Could you restate the data word for word?

-- Dataset records follows --

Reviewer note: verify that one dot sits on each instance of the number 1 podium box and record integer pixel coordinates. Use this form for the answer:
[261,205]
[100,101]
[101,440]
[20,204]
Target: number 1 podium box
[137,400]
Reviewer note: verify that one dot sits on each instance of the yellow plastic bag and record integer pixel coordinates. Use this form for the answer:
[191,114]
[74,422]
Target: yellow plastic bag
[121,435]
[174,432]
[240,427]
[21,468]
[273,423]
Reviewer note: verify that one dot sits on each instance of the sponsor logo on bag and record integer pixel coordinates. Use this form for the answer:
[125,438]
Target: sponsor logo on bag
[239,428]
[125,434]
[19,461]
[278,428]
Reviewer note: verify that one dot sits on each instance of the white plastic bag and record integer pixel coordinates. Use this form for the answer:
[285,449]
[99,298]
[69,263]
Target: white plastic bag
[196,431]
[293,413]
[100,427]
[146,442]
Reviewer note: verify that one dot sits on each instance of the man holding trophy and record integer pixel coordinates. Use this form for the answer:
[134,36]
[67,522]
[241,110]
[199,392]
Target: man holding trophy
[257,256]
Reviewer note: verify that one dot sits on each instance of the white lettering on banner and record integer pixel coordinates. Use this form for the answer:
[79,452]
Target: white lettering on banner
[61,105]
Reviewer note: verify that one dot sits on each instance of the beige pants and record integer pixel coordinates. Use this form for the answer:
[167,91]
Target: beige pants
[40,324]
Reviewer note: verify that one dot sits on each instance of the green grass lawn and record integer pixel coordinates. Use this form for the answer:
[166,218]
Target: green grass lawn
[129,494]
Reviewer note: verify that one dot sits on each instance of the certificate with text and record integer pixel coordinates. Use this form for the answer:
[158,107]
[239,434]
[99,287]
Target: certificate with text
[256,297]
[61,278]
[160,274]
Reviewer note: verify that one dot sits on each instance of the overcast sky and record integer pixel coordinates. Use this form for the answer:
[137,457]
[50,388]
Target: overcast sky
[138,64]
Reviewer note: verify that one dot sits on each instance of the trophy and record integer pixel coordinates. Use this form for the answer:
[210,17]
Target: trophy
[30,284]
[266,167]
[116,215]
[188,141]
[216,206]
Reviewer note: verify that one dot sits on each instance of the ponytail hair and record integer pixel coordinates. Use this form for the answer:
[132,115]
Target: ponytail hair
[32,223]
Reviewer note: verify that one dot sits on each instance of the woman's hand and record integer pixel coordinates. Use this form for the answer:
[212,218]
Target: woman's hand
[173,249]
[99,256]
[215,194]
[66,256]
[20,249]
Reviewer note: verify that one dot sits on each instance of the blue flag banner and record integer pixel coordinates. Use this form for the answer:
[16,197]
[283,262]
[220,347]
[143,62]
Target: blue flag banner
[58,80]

-- Dataset records concluded --

▸ **Your response**:
Reviewer note: verify that one dot sits on each instance of the number 1 podium box and record integer pixel coordinates. Use this form for the answer:
[261,205]
[100,101]
[101,440]
[20,204]
Target: number 1 podium box
[137,400]
Reviewer note: verify that one dot sits on each instance of the yellow plastic bag and record integer pixel coordinates. Use this form for the answer:
[191,114]
[74,422]
Target: yellow plastic bag
[121,435]
[174,432]
[240,427]
[21,468]
[273,423]
Reviewer note: verify that one dot sits on each instance of the sponsor logo on bag and record integer pixel coordinates. Use this form for the answer:
[125,438]
Target: sponsor logo on bag
[239,428]
[125,434]
[19,461]
[278,428]
Reviewer note: verify that one dot sits on each instance of the white plastic bag and record integer pixel coordinates. Use this form for the answer:
[285,449]
[99,298]
[69,263]
Target: white plastic bag
[196,431]
[293,413]
[100,427]
[146,442]
Reviewer note: verify that one dot sits on each instance of the man holding trophy and record integer pixel coordinates. Use this form for the answer:
[134,36]
[67,522]
[241,110]
[199,392]
Target: man holding trophy
[257,256]
Reviewer note: verify that one dot sits on each instance of the white lettering on banner and record integer pixel coordinates. Use this form for the answer:
[79,452]
Target: white lettering on banner
[61,105]
Reviewer note: verify that one dot sits on each instance of the beige pants and record integer pixel coordinates. Use this form for the answer:
[167,91]
Target: beige pants
[40,324]
Reviewer note: verify that one dot sits on each instance of the green grass lawn and record integer pixel coordinates. Use this form for the answer:
[166,218]
Target: green grass lawn
[129,494]
Reviewer note: verify that one dot sits on each instance of the certificate with text and record integer pixel coordinates. Use this form for the answer:
[158,107]
[239,434]
[99,287]
Target: certificate with text
[256,297]
[61,278]
[160,274]
Reviewer note: verify that one dot sits on each instance of the overcast sky and record integer pixel coordinates. Use this form for the answer:
[137,457]
[50,388]
Target: overcast sky
[138,64]
Reviewer note: verify that one dot sits on each instance of the trophy and record integer pixel coordinates. Use this form for the answer:
[210,17]
Target: trophy
[30,284]
[266,167]
[116,215]
[188,141]
[216,206]
Reviewer note: verify that one dot sits on each instance of the ponytail hair and record integer pixel coordinates. Use this form for the answer:
[132,115]
Target: ponytail hair
[32,223]
Reviewer note: verify that one dot sits on each instance of the woman's hand and record integer pixel coordinates. Use this form for the answer:
[212,218]
Target: woman's hand
[173,249]
[99,256]
[215,194]
[66,256]
[20,249]
Reviewer note: verify that one dot sits on each instance of the blue flag banner and record integer pixel coordinates. Use this form for the answer:
[16,197]
[283,262]
[220,347]
[143,62]
Target: blue flag banner
[58,80]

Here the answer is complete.